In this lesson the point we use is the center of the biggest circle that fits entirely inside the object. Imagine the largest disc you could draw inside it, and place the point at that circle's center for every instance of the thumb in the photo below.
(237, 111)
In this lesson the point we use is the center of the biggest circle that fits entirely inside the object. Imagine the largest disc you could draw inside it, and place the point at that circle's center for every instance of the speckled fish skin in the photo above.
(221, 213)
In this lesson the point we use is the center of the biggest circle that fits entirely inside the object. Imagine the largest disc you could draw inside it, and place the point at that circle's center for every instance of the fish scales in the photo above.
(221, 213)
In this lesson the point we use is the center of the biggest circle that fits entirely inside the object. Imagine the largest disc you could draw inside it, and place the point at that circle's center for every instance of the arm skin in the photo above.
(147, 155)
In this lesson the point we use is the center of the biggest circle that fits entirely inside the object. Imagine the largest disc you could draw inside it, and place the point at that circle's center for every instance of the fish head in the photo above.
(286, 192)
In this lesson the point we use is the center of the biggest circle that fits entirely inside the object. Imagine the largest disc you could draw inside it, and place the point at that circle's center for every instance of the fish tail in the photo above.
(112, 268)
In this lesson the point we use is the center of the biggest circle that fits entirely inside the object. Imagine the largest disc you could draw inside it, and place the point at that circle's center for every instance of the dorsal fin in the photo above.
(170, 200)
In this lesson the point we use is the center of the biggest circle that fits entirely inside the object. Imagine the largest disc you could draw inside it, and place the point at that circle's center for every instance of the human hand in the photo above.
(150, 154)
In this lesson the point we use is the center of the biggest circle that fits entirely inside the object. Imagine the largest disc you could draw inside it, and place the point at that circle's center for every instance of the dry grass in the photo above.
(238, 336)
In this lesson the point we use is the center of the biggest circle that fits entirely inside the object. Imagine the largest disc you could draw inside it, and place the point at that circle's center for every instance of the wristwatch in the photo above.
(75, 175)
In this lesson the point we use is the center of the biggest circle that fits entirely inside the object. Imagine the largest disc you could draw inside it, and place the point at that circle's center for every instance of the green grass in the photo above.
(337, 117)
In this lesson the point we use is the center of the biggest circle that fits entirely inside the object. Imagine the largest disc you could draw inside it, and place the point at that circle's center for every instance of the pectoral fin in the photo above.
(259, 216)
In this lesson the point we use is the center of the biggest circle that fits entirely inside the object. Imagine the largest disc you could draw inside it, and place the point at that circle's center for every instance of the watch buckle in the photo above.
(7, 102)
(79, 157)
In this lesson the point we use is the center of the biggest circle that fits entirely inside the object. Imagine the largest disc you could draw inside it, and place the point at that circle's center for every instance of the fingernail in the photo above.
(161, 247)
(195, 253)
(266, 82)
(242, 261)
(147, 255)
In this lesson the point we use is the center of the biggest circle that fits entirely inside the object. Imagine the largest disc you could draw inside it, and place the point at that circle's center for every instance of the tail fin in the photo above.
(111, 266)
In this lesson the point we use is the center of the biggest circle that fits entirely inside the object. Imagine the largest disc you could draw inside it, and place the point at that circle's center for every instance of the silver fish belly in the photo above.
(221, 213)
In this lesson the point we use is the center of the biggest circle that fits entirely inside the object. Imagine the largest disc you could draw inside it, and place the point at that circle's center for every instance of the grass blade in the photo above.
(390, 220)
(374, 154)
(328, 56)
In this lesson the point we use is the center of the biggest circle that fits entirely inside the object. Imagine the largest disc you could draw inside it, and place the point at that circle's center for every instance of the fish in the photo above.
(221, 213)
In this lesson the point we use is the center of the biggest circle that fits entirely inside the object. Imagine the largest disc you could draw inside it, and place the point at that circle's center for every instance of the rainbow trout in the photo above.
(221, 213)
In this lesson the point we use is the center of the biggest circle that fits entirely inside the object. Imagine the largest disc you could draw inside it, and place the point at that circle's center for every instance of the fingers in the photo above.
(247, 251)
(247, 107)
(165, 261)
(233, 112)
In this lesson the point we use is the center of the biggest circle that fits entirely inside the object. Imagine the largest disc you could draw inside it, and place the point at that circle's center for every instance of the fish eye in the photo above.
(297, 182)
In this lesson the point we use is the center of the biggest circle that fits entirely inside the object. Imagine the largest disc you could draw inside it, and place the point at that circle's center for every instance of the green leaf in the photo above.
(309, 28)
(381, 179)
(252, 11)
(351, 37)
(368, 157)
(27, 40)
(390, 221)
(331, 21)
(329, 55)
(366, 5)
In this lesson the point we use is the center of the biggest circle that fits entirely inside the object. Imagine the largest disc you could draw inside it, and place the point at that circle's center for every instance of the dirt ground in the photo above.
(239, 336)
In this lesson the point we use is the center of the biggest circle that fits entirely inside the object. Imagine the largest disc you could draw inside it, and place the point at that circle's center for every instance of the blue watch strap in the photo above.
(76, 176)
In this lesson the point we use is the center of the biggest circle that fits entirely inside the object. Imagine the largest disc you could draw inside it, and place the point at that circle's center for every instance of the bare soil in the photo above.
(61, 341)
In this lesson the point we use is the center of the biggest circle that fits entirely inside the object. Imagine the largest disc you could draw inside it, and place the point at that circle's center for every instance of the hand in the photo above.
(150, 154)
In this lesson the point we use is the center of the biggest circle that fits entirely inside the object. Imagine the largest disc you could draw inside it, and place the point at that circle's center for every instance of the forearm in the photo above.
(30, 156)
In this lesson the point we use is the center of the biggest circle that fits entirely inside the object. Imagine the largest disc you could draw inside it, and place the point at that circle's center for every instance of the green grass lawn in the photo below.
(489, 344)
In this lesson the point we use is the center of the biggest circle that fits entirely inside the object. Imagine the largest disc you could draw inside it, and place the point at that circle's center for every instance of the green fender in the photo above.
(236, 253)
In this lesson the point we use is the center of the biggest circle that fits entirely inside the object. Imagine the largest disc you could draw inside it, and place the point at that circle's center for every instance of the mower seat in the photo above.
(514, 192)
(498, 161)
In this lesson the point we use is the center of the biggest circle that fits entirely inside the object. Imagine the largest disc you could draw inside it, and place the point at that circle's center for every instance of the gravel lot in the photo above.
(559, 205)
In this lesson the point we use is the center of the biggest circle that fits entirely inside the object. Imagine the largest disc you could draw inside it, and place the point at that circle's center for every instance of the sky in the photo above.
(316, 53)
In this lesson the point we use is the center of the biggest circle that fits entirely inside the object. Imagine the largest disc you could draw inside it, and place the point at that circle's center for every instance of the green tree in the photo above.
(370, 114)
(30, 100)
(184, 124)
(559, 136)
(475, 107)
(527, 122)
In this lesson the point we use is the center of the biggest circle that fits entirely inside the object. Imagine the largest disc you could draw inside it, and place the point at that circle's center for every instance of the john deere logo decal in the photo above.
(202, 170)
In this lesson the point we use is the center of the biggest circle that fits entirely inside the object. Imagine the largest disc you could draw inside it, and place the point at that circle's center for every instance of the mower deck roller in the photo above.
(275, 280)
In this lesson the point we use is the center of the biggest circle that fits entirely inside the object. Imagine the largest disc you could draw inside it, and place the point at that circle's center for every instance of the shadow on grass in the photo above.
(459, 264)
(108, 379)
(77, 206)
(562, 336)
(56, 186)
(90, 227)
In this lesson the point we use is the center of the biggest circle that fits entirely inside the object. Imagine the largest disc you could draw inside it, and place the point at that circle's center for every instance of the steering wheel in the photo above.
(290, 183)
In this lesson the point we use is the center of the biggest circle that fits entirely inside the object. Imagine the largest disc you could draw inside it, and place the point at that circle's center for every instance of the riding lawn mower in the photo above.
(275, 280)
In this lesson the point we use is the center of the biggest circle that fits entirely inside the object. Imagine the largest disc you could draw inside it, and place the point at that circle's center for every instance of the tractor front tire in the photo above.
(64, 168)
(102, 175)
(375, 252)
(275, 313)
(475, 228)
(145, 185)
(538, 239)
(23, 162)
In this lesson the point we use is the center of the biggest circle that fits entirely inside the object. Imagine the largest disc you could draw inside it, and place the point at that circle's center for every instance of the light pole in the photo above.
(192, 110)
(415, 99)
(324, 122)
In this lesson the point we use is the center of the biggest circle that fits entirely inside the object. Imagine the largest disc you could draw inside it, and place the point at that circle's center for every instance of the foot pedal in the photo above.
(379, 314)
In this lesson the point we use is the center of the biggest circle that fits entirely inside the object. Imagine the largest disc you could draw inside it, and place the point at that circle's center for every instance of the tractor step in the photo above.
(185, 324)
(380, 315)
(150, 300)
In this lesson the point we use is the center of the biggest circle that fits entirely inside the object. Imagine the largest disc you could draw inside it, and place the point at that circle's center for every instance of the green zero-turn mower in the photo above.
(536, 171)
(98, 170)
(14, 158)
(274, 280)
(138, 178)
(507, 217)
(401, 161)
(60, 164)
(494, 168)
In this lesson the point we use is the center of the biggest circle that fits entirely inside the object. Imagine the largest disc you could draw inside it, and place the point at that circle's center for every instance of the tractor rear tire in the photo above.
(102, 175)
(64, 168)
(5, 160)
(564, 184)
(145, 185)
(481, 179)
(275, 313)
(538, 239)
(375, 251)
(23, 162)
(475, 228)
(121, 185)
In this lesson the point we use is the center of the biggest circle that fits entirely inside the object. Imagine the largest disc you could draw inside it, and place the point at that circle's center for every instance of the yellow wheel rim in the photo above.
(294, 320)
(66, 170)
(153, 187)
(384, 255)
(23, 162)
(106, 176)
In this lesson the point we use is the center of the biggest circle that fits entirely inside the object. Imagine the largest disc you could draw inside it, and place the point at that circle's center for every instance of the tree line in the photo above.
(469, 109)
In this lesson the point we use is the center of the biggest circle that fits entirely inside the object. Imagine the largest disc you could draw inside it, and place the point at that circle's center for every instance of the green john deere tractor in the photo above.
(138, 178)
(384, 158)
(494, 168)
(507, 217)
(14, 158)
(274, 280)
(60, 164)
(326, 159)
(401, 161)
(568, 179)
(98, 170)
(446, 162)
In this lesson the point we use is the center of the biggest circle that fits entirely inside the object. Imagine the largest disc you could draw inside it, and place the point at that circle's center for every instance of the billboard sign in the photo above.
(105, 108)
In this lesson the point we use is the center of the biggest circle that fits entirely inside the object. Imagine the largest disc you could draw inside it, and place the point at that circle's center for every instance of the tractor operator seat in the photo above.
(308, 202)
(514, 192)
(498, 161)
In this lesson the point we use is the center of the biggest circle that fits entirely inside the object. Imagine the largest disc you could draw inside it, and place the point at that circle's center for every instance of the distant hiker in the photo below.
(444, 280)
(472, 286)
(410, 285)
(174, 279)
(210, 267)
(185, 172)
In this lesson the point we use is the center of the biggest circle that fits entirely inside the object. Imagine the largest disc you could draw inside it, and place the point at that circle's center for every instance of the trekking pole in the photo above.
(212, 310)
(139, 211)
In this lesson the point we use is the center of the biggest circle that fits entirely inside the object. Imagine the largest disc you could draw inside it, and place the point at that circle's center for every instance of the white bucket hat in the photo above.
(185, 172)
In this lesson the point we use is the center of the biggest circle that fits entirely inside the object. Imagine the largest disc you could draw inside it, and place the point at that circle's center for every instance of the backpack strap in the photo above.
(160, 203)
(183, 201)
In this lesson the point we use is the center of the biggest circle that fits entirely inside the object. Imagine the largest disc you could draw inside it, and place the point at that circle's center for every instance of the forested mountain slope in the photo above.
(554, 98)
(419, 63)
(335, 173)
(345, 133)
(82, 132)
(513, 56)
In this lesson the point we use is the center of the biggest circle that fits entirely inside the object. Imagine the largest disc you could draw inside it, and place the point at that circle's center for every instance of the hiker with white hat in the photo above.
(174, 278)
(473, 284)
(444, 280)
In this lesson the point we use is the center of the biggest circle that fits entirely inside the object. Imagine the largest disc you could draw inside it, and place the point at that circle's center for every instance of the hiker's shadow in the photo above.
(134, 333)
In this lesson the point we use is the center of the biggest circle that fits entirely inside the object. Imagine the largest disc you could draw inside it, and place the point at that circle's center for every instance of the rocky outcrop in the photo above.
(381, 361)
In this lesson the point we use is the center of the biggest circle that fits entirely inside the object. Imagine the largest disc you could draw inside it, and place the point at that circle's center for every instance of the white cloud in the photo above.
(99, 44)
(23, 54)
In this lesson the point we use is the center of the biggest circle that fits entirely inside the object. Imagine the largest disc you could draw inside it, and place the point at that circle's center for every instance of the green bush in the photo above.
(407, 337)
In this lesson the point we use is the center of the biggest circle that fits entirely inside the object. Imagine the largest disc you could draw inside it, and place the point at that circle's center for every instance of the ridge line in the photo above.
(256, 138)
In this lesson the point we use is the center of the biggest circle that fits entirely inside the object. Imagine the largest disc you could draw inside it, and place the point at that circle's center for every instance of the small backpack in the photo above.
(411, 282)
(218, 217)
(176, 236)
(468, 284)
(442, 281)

■ ■ ■

TASK DIRECTIONS:
Could you quote, exactly as they appear, the line containing "white hat in the photo above." and every line after it to the end of the records above?

SOLUTION TO THIS TASK:
In this lesson the point we use is the center of the biggest circle that fits entirely inside the object. Imagine the largest disc you could draw inside it, and place the point at that circle's center for every instance of the hiker with white hat in the photo above.
(174, 278)
(473, 284)
(444, 280)
In this lesson the point we use is the center of the biggest circle that fits entirely inside the object. Imagine the largest disc you could draw inside it, and place the point at that circle's center for every instance of the hiker's shadow in the photo above.
(134, 333)
In this lesson the point we use is the center of the biggest circle that fits entirely inside the object. Imagine the largest disc you could draw inside it, and place the point at that circle's center for every instance of the rocky outcrop in the photo above.
(381, 361)
In this lesson the point we use is the center of the biggest circle that fits entirely inside the object. Imagine the largest disc you could draw inside it, and place the point at that circle's center for every instance of the white cloud in the photo above.
(99, 44)
(23, 54)
In this lesson the point we use is the center of the biggest circle that fits entirely inside the object. Imagine the largest disc you could draw inside it, and place the point at that circle's center for every instance of the green bush in the photo above.
(407, 337)
In this lesson the point we use is the center of the biggest circle that fits entirely inside the object. Imagine the largest disc you could draw inside it, and place the point at that circle's center for every instance of the ridge line in the photo above.
(256, 138)
In this lesson the point we use is the center of the biggest circle that fits entirely inside the object. Imagine the largest disc you could draw inside it, and place the point at that circle's center for every instance of the small backpack in the photo above.
(411, 282)
(218, 217)
(176, 236)
(468, 284)
(442, 281)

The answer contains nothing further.